Required work:
Extract every line below that contains the word "tassel", matching case exactly.
-- begin --
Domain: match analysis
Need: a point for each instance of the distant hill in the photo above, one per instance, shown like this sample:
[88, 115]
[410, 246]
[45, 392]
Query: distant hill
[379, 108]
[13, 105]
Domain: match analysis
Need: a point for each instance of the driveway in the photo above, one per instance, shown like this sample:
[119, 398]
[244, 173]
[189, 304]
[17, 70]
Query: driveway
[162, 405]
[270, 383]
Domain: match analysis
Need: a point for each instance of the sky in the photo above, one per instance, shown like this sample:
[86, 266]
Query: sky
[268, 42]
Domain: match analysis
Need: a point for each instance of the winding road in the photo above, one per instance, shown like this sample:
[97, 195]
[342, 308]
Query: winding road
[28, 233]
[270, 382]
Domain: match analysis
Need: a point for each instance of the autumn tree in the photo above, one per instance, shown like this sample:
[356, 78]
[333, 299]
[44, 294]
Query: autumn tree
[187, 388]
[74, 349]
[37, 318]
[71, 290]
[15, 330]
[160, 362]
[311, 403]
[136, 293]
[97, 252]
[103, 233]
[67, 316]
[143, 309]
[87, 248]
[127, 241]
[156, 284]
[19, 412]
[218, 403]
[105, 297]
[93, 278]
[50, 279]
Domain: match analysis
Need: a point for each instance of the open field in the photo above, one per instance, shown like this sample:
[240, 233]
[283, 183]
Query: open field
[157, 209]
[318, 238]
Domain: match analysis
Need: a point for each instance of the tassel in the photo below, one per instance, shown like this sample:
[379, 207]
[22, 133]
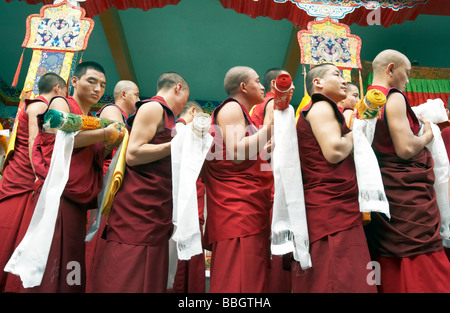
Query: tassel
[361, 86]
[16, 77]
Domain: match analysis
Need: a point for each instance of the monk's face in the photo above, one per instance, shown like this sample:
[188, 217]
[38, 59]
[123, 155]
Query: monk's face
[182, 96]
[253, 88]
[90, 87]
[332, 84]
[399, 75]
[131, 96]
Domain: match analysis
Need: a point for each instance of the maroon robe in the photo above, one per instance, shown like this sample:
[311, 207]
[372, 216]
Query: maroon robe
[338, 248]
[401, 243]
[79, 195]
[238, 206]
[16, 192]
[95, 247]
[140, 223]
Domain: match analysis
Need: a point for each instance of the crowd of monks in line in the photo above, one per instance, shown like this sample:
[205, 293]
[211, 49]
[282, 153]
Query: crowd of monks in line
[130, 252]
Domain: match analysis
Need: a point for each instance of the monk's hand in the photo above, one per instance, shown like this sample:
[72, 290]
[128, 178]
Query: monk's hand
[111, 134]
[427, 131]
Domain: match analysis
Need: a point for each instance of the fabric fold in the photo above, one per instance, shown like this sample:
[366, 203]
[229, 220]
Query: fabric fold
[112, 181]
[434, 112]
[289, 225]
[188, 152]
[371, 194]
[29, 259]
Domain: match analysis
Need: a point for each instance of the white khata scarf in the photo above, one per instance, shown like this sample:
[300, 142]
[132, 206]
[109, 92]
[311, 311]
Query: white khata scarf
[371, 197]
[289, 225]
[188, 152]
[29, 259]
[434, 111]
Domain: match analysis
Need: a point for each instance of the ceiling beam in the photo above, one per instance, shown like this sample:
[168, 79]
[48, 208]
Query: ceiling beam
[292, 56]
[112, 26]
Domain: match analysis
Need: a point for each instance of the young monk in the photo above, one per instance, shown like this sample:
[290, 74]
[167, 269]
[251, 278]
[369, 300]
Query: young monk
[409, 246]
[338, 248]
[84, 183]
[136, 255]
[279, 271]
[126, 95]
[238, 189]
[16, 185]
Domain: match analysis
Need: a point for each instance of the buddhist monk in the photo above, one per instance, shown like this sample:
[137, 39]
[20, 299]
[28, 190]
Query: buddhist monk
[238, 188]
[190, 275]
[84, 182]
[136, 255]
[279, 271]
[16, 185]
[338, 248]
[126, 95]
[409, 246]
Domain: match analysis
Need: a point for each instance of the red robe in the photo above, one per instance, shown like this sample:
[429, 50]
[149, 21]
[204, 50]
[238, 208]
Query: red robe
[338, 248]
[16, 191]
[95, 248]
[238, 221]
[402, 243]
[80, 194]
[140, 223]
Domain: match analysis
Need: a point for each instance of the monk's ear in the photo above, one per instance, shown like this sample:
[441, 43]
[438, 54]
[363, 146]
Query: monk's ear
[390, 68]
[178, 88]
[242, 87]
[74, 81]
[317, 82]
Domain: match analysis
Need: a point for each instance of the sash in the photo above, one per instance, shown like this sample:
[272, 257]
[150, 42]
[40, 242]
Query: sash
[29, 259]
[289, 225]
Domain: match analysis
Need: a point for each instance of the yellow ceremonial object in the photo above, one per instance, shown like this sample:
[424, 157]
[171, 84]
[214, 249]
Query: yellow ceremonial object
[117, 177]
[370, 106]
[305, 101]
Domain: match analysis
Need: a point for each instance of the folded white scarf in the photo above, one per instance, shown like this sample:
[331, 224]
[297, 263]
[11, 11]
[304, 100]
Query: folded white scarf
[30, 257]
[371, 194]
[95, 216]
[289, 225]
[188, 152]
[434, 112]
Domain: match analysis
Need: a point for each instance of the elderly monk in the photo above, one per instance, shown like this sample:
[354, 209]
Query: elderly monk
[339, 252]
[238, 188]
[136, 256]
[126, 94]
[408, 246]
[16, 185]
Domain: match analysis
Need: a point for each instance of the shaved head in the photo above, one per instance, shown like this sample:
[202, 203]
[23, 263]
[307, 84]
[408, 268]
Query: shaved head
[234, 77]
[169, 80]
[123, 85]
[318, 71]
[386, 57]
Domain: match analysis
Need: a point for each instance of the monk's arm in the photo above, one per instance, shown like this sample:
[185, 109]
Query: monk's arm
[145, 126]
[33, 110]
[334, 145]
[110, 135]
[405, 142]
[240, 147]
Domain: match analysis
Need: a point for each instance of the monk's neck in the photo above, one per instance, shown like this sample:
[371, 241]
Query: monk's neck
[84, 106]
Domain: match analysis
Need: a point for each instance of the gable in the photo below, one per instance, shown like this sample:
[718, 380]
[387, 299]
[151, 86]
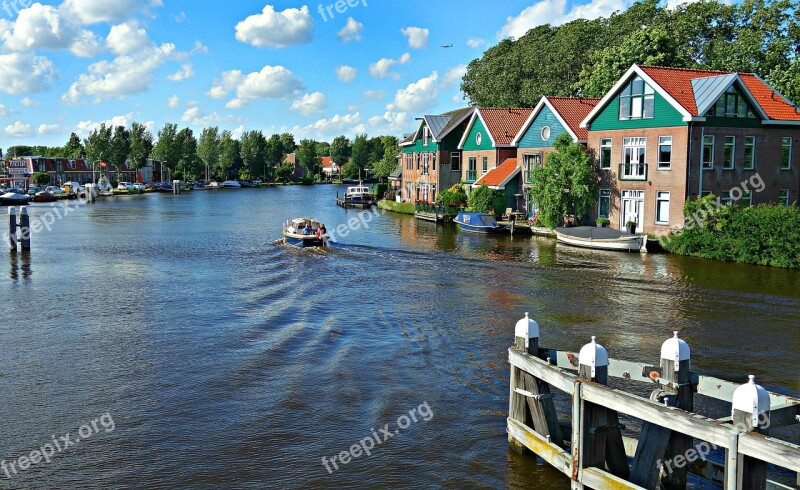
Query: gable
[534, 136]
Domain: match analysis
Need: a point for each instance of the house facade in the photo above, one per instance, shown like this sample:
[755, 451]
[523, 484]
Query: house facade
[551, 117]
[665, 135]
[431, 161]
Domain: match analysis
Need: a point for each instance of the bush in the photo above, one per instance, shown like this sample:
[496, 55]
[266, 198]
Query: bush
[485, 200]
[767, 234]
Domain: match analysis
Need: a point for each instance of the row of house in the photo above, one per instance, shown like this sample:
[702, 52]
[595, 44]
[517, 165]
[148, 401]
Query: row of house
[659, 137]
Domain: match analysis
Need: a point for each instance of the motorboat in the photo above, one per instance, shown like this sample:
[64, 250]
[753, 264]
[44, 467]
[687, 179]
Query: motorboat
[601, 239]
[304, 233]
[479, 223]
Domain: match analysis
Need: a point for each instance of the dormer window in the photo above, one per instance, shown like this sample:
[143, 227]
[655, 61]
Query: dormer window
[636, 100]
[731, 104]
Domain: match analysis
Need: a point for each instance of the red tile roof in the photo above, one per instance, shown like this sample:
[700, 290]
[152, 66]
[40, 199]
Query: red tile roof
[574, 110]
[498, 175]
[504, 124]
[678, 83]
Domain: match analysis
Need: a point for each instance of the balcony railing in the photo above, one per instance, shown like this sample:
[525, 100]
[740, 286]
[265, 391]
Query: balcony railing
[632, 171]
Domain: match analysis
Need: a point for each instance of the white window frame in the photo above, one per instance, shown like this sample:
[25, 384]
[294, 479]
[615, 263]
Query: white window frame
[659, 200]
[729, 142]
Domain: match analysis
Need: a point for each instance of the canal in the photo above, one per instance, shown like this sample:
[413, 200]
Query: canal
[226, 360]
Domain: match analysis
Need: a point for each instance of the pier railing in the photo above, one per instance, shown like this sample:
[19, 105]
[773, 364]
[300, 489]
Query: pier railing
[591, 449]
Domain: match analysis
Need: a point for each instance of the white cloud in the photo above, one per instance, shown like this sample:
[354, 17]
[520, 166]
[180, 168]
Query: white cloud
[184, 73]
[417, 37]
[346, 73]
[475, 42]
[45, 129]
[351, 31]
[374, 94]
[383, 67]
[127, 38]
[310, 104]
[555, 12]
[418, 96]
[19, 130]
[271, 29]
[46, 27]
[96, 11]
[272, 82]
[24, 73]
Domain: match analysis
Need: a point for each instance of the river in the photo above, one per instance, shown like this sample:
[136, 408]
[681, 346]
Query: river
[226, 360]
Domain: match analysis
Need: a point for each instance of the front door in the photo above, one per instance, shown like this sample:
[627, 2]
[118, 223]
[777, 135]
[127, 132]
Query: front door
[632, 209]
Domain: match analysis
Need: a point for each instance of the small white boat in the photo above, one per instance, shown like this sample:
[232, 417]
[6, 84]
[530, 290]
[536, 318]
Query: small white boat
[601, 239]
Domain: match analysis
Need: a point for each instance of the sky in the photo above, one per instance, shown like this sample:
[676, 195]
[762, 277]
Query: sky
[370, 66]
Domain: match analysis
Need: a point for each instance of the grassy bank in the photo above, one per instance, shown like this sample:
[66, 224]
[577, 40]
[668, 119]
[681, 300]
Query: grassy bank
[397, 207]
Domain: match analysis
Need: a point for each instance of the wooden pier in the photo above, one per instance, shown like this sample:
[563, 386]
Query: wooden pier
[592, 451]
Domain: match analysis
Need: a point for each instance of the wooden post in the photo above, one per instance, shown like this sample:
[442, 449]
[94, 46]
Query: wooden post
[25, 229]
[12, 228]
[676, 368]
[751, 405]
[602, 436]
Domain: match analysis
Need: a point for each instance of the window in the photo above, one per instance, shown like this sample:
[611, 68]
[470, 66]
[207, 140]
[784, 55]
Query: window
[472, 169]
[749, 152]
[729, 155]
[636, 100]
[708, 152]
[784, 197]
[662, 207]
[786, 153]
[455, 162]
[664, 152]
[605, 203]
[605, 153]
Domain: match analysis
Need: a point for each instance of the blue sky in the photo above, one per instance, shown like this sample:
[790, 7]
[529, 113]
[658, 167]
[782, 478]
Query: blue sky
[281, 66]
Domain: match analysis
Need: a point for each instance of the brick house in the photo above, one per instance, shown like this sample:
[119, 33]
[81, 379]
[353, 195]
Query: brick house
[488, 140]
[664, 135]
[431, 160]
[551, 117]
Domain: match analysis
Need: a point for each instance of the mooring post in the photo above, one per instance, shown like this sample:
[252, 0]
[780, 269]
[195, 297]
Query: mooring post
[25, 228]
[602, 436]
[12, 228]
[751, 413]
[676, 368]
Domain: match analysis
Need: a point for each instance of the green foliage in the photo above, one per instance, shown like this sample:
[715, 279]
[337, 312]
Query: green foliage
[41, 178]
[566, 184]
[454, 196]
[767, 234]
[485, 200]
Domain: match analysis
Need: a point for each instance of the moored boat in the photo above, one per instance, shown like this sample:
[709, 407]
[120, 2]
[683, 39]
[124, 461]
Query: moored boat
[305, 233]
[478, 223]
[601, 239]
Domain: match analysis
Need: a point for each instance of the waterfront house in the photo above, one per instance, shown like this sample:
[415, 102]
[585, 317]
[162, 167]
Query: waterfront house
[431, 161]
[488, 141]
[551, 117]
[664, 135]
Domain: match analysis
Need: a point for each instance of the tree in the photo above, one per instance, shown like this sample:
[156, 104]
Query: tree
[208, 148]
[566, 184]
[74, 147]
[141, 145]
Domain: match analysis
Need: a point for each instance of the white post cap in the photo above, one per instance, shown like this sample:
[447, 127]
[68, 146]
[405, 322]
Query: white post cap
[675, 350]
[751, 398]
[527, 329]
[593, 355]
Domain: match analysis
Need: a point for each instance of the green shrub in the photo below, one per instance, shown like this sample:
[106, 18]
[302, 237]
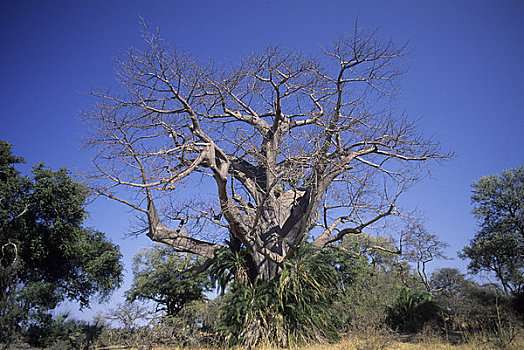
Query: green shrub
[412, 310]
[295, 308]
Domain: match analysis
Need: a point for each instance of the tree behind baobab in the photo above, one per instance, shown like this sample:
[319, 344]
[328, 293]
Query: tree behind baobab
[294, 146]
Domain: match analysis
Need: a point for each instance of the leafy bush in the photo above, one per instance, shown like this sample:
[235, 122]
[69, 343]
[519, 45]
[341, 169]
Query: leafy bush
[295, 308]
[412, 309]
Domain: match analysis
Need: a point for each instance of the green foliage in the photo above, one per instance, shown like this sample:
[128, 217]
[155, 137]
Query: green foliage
-- end --
The answer:
Need: a point for each instance of the tassel in the photo below, one per instance, shown like this sample:
Query: tassel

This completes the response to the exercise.